=== WORKING DATA ===
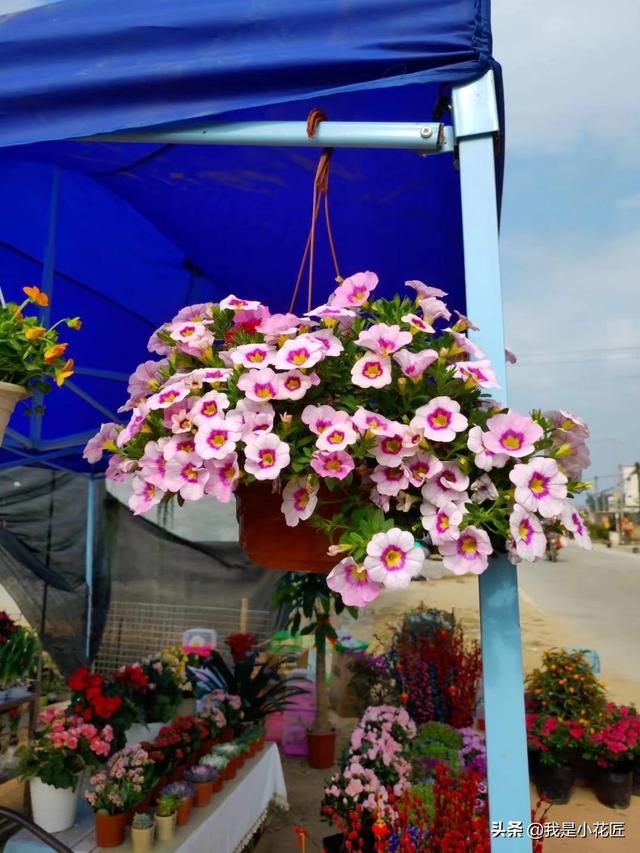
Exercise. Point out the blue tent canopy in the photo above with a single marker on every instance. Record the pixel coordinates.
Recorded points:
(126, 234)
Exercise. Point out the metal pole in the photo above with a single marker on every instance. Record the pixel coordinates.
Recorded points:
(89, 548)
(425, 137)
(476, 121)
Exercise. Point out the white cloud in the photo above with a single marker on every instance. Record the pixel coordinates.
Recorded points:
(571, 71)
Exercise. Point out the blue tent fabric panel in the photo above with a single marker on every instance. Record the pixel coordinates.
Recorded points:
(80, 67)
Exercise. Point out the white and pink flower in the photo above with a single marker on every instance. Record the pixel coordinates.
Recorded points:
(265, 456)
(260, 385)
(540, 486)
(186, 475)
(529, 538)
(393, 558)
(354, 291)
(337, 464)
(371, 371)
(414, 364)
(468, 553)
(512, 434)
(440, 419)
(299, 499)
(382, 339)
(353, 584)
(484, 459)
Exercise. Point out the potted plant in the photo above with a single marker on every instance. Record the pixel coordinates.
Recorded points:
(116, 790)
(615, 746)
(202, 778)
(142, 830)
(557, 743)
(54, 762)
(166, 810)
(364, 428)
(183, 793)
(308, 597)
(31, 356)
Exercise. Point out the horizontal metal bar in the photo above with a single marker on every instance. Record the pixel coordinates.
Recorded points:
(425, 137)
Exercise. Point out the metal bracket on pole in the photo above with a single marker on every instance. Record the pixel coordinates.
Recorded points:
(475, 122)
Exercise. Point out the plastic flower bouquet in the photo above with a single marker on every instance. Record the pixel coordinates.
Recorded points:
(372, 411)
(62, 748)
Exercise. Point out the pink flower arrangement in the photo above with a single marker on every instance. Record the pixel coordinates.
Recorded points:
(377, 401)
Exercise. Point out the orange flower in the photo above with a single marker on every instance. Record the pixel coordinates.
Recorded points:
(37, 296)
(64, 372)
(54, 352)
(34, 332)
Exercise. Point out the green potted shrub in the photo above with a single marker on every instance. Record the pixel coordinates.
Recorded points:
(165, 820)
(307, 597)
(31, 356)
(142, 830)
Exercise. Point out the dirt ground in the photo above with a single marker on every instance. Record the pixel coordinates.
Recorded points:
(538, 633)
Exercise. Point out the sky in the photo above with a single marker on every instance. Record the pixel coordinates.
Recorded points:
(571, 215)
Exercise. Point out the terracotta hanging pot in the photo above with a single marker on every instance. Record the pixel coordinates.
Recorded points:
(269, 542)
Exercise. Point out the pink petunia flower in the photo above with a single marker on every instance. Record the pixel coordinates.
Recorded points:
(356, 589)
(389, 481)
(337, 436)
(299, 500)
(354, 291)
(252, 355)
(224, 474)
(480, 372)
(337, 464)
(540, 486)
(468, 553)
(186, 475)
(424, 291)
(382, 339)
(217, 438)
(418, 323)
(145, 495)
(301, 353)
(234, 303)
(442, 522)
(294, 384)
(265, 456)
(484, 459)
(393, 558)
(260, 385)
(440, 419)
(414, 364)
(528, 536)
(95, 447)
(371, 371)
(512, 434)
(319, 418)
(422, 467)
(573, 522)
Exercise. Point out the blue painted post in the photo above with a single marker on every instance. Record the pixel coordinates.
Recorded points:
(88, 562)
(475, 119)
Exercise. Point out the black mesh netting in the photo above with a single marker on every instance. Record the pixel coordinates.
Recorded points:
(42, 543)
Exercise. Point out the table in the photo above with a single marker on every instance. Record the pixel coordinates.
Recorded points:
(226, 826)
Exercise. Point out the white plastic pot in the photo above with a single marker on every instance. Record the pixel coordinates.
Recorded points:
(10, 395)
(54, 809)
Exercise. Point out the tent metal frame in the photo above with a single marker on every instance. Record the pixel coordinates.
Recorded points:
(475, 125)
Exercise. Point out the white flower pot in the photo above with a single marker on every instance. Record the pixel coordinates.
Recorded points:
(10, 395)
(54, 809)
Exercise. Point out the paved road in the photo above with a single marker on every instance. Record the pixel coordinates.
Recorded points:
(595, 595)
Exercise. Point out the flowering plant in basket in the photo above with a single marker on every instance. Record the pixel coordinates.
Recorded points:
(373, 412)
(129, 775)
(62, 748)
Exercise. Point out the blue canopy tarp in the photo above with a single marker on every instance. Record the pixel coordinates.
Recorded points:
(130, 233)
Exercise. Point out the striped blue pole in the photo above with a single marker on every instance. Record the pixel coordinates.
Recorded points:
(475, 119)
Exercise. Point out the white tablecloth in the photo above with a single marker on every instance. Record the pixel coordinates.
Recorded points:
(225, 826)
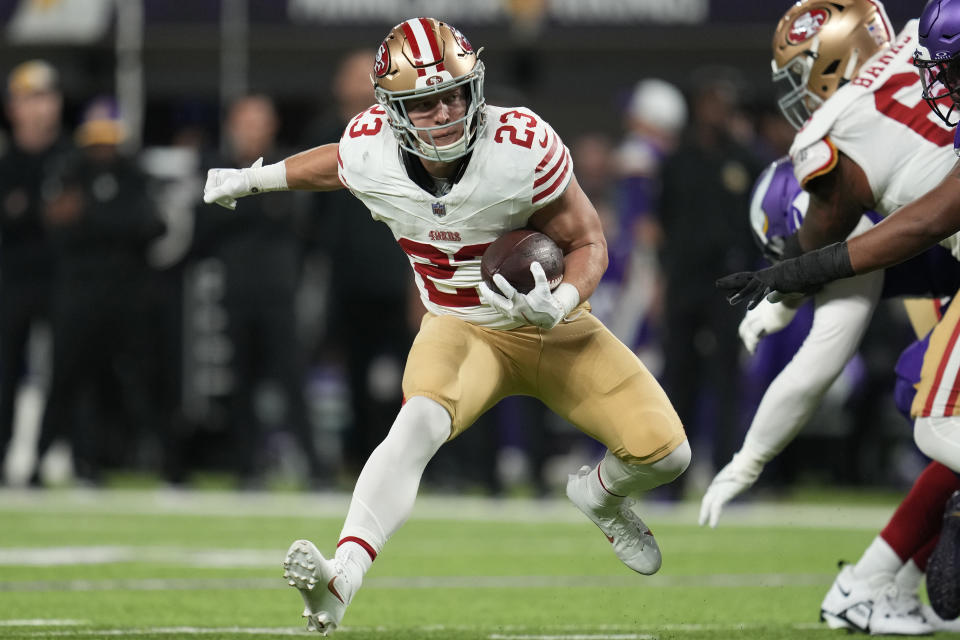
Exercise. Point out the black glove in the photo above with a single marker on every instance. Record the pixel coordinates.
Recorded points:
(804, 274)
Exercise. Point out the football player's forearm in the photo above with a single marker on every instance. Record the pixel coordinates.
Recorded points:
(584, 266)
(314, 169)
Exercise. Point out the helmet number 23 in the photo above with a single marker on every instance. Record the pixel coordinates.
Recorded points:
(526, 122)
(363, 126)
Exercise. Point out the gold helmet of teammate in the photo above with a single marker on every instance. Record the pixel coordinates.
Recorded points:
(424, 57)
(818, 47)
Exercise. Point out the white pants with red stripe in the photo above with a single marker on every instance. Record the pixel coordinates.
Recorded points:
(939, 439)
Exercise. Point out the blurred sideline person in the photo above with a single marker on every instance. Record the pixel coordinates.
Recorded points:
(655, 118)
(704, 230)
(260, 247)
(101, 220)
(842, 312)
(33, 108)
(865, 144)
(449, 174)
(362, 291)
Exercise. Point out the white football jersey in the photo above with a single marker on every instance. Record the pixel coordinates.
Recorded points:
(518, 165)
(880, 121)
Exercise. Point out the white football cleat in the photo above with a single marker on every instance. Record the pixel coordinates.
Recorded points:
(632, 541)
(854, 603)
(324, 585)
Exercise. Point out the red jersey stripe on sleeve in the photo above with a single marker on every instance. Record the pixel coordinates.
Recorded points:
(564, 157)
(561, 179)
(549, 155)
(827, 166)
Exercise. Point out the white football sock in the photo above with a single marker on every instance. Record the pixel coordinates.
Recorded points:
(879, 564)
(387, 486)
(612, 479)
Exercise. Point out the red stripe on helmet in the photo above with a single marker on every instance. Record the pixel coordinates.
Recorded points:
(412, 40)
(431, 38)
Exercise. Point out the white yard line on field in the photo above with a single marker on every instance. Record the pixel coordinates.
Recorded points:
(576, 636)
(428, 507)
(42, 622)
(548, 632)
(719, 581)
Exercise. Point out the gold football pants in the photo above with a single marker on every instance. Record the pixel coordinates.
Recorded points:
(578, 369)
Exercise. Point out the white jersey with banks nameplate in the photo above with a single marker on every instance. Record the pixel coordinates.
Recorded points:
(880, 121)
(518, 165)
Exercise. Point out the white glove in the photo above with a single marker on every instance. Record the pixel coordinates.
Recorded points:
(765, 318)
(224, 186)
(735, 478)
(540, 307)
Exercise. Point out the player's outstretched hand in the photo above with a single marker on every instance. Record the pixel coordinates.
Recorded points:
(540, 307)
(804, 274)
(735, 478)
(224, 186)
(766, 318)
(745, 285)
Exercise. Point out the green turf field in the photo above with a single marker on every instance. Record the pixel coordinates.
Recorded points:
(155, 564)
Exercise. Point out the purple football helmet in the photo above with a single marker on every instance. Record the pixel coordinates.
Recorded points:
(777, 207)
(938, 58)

=== TASK BRIEF ===
A faithful copy of every record is needed here. Leave the images out of it.

=== ANSWER BOX ===
Exercise. Point out the blue tent canopy in the photo above with a single marker on every instance. Record the pixel coordinates.
Recorded points:
(126, 234)
Exercise. Point out the metal pole in the photo above with a single marker on every instance. Record the pixel coordinates.
Recorded points:
(89, 548)
(425, 137)
(476, 121)
Exercise. Point out the white cloud in the photo above with a single marker on every instance. Record the pixel coordinates.
Recorded points:
(571, 71)
Exercise. Point out the blue tent fabric panel in the photo above with a single marker on every instance. Record the pixel coordinates.
Recorded points:
(80, 67)
Exercise. Point out the white and pink flower in the photo above with a single marker on every instance. Record the pixel coordinates.
Recorded points:
(265, 456)
(260, 385)
(540, 486)
(186, 475)
(529, 538)
(393, 558)
(354, 291)
(337, 464)
(371, 371)
(414, 364)
(468, 553)
(512, 434)
(440, 419)
(299, 499)
(382, 339)
(353, 584)
(484, 459)
Exercise. Point out the potted plant in the photo above with a single marker on every instance. Record the pixel coordinates.
Recorded points:
(116, 790)
(615, 746)
(202, 778)
(142, 830)
(557, 743)
(54, 762)
(166, 810)
(364, 428)
(183, 793)
(308, 597)
(31, 356)
Exercise. Point out the horizontal metal bar in the photo above with a single marker on every instance. Record the pixel coordinates.
Recorded points:
(425, 137)
Exercise. Point out the metal bracket on pole in the photo above with a single marker on every instance. Record the pixel coordinates.
Recorded points:
(475, 122)
Exercise. Point out the plastic flower bouquet in the photo above with a single marker on every instance. Record the pixel coordinates.
Recorded points:
(372, 411)
(62, 748)
Exercise. Point out the pink flower arrangement in the photo above with a single marker on every instance. Record the pixel coordinates.
Recorded points:
(377, 401)
Exercise. Point out the orange flower in the photo above with a single marker on every instance. Record the pixel coordinates.
Recorded points:
(37, 296)
(64, 372)
(54, 352)
(34, 332)
Exercise. Point out the green potted shrub in the photo above with a single marker on every instance. Record the pixel coordinates.
Recorded points:
(165, 820)
(307, 597)
(31, 356)
(142, 830)
Exercise. Point out the dirt ground in the photo above with a single marker on every instance. Record the pixel coordinates.
Recorded points:
(538, 633)
Exercise. Point out the sky in the photo above with a single marker on every instance. Record the pixel coordinates.
Recorded points:
(571, 215)
Exercise. Point out the terracotta hanging pot in the photo above with a single marker on every instance. Record the pixel coordinates.
Recorded points:
(269, 542)
Exercise. Point out the pink petunia flower in the photo above with a single marker on every instance. Record the pixel coordinates.
Recorded points:
(356, 589)
(389, 481)
(337, 436)
(299, 500)
(354, 291)
(252, 355)
(224, 474)
(480, 372)
(337, 464)
(540, 486)
(468, 553)
(186, 475)
(424, 291)
(382, 339)
(217, 438)
(418, 323)
(145, 495)
(301, 353)
(234, 303)
(442, 522)
(294, 384)
(265, 456)
(484, 459)
(393, 558)
(260, 385)
(440, 419)
(414, 364)
(528, 536)
(95, 447)
(371, 371)
(512, 434)
(319, 418)
(422, 467)
(573, 522)
Exercise. Point out the blue painted post in the photo above with a single marker on every instance. Record the pixel coordinates.
Recorded points:
(88, 562)
(475, 119)
Exercise. Point out the black mesh netting in the photo above with a single marker on every instance. Record the pixel coordinates.
Recorded points:
(42, 543)
Exercise. Point out the table in the photo above with a single marker on every instance. Record the pixel coordinates.
Recorded points:
(226, 826)
Exercise. Point out the white plastic pot in the photo above with a single marker on every instance. Record the pixel coordinates.
Recorded points:
(10, 395)
(54, 809)
Exercise. Point out the tent metal frame in the photo above with a single marker on every instance. Record the pixel coordinates.
Recorded points:
(475, 125)
Exercise. Point out the white flower pot in the photo above with a single marker on every instance. Record the pixel coordinates.
Recorded points:
(10, 395)
(54, 809)
Exercise. Point out the paved road in the photo above with a single marker on every instance. Record the pixel coordinates.
Recorded points:
(595, 595)
Exercise. Point out the flowering plant in basket in the photo above with a single marker on every instance. Record the pixel coordinates.
Recorded points:
(373, 412)
(129, 775)
(62, 748)
Exercise. Point out the blue canopy tarp in the photo above with a single marker on every instance. Record the pixel coordinates.
Recorded points:
(130, 233)
Exercise. Point out the striped blue pole in the photo above with a single marker on every instance. Record the pixel coordinates.
Recorded points:
(475, 119)
Exercise. Point out the white tablecloth in the photo above with a single marker on every instance. Record the pixel coordinates.
Recorded points:
(225, 826)
Exercise. Point out the black glove in the photo above with a single marker on every instance. Record the pixel coordinates.
Recorded points:
(804, 274)
Exercise. Point out the football player's forearm in the photo above with a single marker on every instance. Record the pixel coordinates.
Recorded points:
(584, 266)
(314, 169)
Exercise. Point out the helmet number 23 in the photo above with a single marker on every instance. Record the pixel coordinates.
Recorded points:
(526, 122)
(363, 126)
Exercise. Point out the gold helmet of teammate in the photo above with a single marker on every instance. Record the pixel coordinates.
Recorded points:
(424, 57)
(818, 47)
Exercise. Point out the white pants with red stripe in the photo above with a single marker on every instance. Record the pixel coordinates.
Recorded points:
(939, 439)
Exercise. Point out the blurred sideline person in the photo above with a single marker on every instance. Record the pixel coordinates.
Recorded points:
(655, 118)
(704, 230)
(260, 247)
(101, 220)
(842, 312)
(33, 108)
(865, 144)
(449, 174)
(362, 291)
Exercise. Point out the white football jersey in the photo above with a single marker on every instance. Record the pixel coordinates.
Recorded points:
(518, 165)
(880, 121)
Exercise. Point out the white football cleat in the photo above with a single marker on every instance. Record the pixel coordinates.
Recorded points:
(632, 541)
(854, 603)
(324, 585)
Exercise. Point out the red jersey stripe on sleeve in the photo above with a single marker on every instance. Record the pixel coordinates.
Recorded points:
(564, 157)
(561, 179)
(549, 155)
(827, 166)
Exercise. Point out the white football sock in the photo above with a single marker on every instance. Record the pixel coordinates.
Recorded points:
(879, 564)
(387, 486)
(612, 479)
Exercise. Point out the red stripe on helmet in the photo above with a single marker on every instance. Record the pixel coordinates.
Recorded points:
(412, 40)
(431, 38)
Exercise. Point out the white yard line on field in the photo above with a single marker on every instance. Record the pixel coordinates.
Recorded points:
(576, 636)
(428, 507)
(42, 622)
(548, 632)
(719, 581)
Exercise. Point out the gold football pants in the photo above with a single marker on every instance. Record the pixel coordinates.
Recorded points:
(578, 369)
Exercise. Point out the white jersey with banks nameplate in the photo above with a single marker on every instance. Record the pixel coordinates.
Recorded points:
(880, 121)
(518, 165)
Exercise. Point out the white glove in the photo above with a single marker on every instance. Record the pixel coordinates.
Recorded points:
(765, 318)
(224, 186)
(735, 478)
(540, 307)
Exercise. Point out the player's outstretched hand in the photo above with a single marker on every instance. Record the pixel coordinates.
Recorded points:
(540, 307)
(804, 274)
(735, 478)
(224, 186)
(766, 318)
(745, 285)
Exercise. Point out the green turf field in the photo above with a single marker on every instance. Record the pixel coordinates.
Recorded points:
(155, 564)
Exercise. Point out the purple football helmet in the photo above with a single marker on every instance. Record the pixel coordinates.
Recorded points:
(777, 207)
(938, 58)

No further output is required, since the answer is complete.